**TASK DIRECTIONS:** Copy out the part of the entries that begins with the line containing "the small container" and ends with the line containing "x=140 y=252", requests and all, shifting every x and y coordinate in the answers up by 58.
-- start of RECORDS FOR THIS TASK --
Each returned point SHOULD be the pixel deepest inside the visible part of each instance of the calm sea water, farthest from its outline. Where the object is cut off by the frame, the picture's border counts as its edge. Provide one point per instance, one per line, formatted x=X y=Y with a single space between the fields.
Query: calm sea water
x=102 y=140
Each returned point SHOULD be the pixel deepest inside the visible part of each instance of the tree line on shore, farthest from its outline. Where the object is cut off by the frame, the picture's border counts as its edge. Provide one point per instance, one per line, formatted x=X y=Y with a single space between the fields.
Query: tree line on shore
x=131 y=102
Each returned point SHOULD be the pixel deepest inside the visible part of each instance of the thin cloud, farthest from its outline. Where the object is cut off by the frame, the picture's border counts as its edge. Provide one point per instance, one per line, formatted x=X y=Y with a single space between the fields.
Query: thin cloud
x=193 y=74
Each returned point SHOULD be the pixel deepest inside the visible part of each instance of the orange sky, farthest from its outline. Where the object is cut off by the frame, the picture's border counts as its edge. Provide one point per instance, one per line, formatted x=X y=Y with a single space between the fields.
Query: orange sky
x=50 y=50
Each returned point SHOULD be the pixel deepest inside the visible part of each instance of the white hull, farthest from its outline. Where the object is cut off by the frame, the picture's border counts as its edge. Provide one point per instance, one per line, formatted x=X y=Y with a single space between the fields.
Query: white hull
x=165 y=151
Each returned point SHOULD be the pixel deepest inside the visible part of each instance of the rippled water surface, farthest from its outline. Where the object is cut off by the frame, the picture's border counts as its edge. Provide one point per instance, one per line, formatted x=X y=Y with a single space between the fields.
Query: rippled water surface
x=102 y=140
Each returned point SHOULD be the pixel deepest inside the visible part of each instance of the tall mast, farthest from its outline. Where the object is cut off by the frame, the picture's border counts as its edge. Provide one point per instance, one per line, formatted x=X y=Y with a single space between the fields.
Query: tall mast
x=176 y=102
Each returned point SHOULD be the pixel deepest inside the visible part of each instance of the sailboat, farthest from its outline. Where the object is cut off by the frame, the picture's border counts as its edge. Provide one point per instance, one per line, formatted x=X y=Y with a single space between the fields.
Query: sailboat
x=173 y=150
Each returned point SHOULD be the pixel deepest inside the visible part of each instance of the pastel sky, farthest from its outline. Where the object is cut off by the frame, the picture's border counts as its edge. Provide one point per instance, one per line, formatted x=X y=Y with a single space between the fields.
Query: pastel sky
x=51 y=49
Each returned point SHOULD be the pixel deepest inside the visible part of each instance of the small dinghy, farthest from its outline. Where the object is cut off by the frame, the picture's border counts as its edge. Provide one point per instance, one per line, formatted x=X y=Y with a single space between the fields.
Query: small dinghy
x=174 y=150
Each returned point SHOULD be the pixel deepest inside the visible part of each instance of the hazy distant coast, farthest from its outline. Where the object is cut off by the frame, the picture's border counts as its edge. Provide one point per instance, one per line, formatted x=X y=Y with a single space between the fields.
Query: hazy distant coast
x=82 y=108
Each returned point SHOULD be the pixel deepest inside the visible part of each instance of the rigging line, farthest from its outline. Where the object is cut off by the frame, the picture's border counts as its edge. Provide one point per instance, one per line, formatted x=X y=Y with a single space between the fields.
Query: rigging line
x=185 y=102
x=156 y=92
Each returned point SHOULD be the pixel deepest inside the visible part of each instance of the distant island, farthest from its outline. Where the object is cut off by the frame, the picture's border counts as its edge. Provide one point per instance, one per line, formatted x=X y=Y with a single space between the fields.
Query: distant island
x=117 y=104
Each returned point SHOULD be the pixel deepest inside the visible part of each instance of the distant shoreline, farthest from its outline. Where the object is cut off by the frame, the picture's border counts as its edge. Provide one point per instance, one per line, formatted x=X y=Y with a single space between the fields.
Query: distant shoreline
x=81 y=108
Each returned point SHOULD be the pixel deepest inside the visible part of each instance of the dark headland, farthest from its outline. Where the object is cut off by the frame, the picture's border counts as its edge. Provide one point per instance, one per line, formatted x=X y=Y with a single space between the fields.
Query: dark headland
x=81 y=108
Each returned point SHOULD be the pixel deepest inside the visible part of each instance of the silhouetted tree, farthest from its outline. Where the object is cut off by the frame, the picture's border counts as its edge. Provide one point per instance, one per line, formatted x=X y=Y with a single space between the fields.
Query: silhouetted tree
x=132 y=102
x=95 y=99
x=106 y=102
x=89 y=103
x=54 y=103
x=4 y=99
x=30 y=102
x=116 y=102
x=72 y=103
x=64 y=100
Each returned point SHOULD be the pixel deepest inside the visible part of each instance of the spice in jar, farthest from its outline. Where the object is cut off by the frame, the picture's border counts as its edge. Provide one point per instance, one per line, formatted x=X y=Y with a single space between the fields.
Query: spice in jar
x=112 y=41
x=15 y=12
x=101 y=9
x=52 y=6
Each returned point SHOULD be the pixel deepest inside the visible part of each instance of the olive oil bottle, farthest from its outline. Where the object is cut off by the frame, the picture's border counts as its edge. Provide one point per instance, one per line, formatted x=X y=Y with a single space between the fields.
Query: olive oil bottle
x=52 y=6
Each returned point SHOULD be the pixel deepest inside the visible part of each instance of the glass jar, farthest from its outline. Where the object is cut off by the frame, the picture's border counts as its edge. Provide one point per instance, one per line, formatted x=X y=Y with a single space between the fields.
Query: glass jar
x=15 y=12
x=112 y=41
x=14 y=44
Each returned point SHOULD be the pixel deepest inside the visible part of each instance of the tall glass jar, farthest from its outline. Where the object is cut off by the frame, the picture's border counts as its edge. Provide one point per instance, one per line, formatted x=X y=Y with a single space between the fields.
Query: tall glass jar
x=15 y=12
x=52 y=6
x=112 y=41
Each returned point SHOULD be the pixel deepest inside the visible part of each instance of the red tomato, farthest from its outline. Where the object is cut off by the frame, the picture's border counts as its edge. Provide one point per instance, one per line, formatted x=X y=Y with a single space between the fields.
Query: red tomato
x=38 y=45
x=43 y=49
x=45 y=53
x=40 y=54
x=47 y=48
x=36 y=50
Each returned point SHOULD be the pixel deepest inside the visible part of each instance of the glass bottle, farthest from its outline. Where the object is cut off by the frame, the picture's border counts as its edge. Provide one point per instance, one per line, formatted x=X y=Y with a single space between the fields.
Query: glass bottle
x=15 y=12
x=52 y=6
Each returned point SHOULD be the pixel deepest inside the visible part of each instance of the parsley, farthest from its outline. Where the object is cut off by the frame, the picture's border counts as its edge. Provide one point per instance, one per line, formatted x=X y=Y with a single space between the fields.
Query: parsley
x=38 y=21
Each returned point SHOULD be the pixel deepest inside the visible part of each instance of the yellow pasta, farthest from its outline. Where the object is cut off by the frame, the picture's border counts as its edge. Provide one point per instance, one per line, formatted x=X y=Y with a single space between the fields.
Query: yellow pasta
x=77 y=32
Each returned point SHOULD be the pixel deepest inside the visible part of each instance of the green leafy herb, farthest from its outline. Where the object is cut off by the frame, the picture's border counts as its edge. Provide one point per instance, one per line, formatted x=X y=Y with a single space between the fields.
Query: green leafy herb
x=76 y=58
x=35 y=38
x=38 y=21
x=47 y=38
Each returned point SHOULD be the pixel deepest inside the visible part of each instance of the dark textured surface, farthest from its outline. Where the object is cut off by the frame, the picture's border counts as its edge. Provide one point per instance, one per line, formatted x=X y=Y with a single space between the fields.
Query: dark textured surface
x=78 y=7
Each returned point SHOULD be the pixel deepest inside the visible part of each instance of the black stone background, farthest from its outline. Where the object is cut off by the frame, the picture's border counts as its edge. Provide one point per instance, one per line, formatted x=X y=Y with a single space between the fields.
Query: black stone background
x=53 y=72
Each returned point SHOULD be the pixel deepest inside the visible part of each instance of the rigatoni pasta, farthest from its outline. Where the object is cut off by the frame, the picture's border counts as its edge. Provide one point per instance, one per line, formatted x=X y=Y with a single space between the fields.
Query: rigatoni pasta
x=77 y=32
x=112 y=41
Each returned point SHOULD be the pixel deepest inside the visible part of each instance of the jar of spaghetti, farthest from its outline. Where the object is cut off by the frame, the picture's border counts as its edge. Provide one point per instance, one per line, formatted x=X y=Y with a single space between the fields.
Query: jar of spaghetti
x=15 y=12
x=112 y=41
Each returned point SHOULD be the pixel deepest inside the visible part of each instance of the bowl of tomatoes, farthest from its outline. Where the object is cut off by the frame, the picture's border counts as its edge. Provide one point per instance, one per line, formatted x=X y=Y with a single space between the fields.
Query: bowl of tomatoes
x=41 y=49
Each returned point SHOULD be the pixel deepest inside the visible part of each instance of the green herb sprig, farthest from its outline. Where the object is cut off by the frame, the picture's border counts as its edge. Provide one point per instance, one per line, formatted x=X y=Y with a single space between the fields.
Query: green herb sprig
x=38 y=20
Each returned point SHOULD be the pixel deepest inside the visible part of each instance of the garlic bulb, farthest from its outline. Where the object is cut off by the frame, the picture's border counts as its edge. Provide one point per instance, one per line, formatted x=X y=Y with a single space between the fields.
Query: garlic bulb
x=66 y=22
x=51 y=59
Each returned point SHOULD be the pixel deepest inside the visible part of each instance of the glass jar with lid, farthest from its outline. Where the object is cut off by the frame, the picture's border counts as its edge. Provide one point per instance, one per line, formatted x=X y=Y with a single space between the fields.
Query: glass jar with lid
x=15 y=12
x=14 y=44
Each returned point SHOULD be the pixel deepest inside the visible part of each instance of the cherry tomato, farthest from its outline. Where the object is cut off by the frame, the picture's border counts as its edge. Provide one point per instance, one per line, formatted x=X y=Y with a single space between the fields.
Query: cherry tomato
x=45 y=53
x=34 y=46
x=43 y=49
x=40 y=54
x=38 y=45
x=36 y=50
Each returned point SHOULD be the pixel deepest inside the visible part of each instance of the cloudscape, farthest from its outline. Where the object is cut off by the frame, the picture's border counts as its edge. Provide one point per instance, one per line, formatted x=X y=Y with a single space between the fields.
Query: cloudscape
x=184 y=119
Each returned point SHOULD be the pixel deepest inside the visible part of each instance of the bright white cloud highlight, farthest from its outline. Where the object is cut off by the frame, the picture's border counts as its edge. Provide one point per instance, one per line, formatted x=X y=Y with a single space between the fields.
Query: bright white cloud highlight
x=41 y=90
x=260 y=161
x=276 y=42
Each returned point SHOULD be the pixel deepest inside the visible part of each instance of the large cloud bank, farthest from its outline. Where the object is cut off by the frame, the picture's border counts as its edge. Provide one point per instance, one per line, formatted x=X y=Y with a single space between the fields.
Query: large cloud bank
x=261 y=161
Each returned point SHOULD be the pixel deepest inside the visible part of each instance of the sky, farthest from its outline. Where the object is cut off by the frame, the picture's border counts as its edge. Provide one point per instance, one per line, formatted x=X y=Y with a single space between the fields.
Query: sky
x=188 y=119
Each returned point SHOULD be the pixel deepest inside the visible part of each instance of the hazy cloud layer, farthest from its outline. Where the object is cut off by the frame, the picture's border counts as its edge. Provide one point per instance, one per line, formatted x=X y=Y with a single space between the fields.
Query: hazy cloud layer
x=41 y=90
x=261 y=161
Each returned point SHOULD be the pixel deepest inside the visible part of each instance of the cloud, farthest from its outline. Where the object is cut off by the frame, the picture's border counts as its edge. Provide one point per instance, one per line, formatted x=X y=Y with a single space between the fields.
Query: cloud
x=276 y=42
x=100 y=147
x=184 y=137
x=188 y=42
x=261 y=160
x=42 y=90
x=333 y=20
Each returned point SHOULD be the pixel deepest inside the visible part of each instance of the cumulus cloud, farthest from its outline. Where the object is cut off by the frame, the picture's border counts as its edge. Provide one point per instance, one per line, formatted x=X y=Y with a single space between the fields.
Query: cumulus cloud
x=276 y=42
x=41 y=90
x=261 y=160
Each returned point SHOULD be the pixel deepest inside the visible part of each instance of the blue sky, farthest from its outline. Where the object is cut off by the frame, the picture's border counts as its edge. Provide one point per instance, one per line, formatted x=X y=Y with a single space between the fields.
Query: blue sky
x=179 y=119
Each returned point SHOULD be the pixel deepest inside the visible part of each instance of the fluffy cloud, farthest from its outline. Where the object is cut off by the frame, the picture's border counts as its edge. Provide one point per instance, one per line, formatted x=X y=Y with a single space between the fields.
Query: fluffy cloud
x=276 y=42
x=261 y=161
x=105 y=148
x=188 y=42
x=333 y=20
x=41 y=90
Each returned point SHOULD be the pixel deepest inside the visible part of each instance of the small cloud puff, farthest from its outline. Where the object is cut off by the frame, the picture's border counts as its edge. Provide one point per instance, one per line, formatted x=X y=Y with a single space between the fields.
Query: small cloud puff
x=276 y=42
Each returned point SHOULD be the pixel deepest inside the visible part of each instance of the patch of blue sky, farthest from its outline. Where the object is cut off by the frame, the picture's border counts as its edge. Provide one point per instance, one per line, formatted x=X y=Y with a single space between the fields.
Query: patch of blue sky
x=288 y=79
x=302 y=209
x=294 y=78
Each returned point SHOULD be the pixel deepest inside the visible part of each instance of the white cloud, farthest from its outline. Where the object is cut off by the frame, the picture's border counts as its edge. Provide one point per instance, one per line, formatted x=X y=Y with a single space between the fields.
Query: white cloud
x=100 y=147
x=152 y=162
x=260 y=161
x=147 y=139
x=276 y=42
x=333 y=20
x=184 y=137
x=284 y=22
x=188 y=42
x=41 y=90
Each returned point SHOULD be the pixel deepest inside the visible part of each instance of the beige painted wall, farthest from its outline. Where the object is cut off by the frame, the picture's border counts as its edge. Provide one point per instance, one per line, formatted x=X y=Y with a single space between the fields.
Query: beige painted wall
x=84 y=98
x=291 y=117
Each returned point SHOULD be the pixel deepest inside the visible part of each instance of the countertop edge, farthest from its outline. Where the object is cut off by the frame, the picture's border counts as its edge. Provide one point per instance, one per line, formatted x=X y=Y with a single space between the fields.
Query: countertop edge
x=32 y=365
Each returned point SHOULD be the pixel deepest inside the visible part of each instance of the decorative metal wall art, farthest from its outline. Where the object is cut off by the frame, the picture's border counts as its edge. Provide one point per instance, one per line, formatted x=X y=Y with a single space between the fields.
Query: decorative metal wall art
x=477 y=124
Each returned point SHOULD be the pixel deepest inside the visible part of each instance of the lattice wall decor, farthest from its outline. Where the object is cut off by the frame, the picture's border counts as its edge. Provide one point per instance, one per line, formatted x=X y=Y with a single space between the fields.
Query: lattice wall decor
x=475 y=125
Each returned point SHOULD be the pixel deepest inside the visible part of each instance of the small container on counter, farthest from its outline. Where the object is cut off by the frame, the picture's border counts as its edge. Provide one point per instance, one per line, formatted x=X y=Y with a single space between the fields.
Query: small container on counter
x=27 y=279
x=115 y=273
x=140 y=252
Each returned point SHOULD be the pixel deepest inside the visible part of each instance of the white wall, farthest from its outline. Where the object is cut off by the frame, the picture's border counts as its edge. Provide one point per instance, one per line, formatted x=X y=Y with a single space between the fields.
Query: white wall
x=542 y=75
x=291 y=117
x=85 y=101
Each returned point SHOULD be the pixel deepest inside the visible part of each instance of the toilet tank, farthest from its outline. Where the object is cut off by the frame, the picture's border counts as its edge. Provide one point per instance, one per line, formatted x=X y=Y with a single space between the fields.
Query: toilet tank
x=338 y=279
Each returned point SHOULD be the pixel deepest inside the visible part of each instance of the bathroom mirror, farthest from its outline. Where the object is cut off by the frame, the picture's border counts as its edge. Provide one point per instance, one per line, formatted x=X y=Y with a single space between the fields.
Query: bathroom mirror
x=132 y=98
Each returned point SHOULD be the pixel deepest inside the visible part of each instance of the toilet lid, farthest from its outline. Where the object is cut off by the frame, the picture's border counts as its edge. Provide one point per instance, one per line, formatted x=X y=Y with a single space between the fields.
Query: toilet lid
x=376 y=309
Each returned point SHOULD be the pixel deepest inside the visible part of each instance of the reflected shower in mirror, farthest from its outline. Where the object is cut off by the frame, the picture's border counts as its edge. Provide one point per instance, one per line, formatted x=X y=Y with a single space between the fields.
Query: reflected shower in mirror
-- end of RECORDS FOR THIS TASK --
**COMPLETED TASK:**
Each returned point SHOULD be the pixel deepest inside the visible part of each instance of the small container on counter, farthest from its outline. Where the object is cut off by the frame, the picture's border counts as its edge. Provide one point per instance, one per line, formatted x=X y=Y with a single space between the fields.
Query: small container on counter
x=85 y=337
x=173 y=331
x=198 y=310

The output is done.